_Region pointing data_
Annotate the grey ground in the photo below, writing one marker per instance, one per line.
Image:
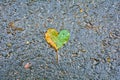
(92, 53)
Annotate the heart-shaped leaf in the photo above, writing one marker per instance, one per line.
(55, 39)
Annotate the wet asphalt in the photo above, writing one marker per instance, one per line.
(92, 52)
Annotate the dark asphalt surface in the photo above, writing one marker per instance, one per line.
(92, 53)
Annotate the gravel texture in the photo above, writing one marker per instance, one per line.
(92, 52)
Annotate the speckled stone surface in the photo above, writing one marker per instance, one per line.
(92, 52)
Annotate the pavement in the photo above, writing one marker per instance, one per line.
(92, 52)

_Problem details_
Only the lines from the one containing "Annotate the wet" through the end of the entries above should be written out, exactly and in full.

_Result of the exercise_
Annotate the wet asphalt in the photo above, writing one marker per instance, one per line.
(92, 52)
Annotate the dark asphalt surface in the photo above, writing one marker per instance, one per line.
(92, 53)
Annotate the gravel texture in the photo above, writing one marker per instance, one per line.
(92, 52)
Annotate the speckled stone surface in the photo above, writing one marker per instance, one per line.
(92, 52)
Annotate the pavement in the photo above, writing one marker per instance, one per line.
(92, 52)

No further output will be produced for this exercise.